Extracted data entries
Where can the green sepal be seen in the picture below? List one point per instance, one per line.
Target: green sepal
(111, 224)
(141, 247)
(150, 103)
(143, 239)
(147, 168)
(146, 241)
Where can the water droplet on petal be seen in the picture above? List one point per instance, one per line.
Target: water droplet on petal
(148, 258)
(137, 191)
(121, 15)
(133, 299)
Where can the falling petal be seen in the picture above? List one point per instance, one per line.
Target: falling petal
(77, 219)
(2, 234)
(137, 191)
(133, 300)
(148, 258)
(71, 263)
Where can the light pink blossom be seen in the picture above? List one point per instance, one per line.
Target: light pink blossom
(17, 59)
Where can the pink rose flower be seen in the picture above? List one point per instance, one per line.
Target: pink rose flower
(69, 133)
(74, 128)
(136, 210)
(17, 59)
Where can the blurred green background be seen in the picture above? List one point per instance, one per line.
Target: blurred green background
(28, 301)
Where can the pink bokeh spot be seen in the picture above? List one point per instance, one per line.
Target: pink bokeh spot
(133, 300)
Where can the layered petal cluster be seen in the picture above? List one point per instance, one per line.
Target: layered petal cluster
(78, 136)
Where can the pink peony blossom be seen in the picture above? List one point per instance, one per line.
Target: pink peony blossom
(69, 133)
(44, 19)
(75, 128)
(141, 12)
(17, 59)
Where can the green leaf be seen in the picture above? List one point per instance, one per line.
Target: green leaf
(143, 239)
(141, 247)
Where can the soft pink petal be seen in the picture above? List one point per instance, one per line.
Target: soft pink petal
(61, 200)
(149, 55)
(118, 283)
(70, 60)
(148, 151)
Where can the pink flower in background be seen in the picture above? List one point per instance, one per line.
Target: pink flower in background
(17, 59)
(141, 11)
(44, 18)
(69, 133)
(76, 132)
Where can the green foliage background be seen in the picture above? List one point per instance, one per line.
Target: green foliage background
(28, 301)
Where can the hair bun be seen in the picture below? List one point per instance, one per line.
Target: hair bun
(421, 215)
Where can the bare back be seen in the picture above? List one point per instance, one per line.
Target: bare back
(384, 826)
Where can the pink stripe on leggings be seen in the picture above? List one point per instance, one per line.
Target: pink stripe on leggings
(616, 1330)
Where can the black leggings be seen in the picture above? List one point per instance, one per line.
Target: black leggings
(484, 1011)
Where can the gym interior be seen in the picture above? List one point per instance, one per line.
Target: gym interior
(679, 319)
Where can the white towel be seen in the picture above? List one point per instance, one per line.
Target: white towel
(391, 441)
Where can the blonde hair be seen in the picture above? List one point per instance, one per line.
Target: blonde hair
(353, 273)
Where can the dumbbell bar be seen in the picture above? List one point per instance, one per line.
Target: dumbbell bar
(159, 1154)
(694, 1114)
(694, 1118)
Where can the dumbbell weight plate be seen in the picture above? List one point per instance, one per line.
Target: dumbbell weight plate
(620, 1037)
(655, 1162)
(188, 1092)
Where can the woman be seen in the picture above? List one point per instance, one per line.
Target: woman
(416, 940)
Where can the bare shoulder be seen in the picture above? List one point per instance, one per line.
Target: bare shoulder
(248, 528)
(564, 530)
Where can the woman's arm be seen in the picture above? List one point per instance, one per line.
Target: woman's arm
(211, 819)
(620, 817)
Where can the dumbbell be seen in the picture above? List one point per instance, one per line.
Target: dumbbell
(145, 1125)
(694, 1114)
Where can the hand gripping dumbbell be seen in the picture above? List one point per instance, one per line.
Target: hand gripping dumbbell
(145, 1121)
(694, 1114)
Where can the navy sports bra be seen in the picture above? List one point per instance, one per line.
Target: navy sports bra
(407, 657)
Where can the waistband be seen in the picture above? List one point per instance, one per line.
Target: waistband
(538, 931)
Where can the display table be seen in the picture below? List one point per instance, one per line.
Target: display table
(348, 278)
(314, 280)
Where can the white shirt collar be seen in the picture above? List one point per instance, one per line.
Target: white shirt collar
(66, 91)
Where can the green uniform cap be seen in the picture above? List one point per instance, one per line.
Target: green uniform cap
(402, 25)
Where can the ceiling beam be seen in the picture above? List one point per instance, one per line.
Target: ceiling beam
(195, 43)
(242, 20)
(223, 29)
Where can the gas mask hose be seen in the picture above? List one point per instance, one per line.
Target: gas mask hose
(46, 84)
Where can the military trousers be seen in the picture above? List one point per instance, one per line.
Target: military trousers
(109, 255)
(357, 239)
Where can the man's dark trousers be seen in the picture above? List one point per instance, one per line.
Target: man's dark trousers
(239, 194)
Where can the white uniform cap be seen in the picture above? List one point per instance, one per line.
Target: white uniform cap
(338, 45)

• Instructions for the task
Gather every line from the entries above where the word "below" appears, and copy them.

• Answer section
Where can the green sepal be seen in the picture below? List one point per instance, one per line.
Where can the hair bun be seen in the picture below? List one point per instance, one per line.
Where can the display table be seen in the picture below? List one point per instance, one per line.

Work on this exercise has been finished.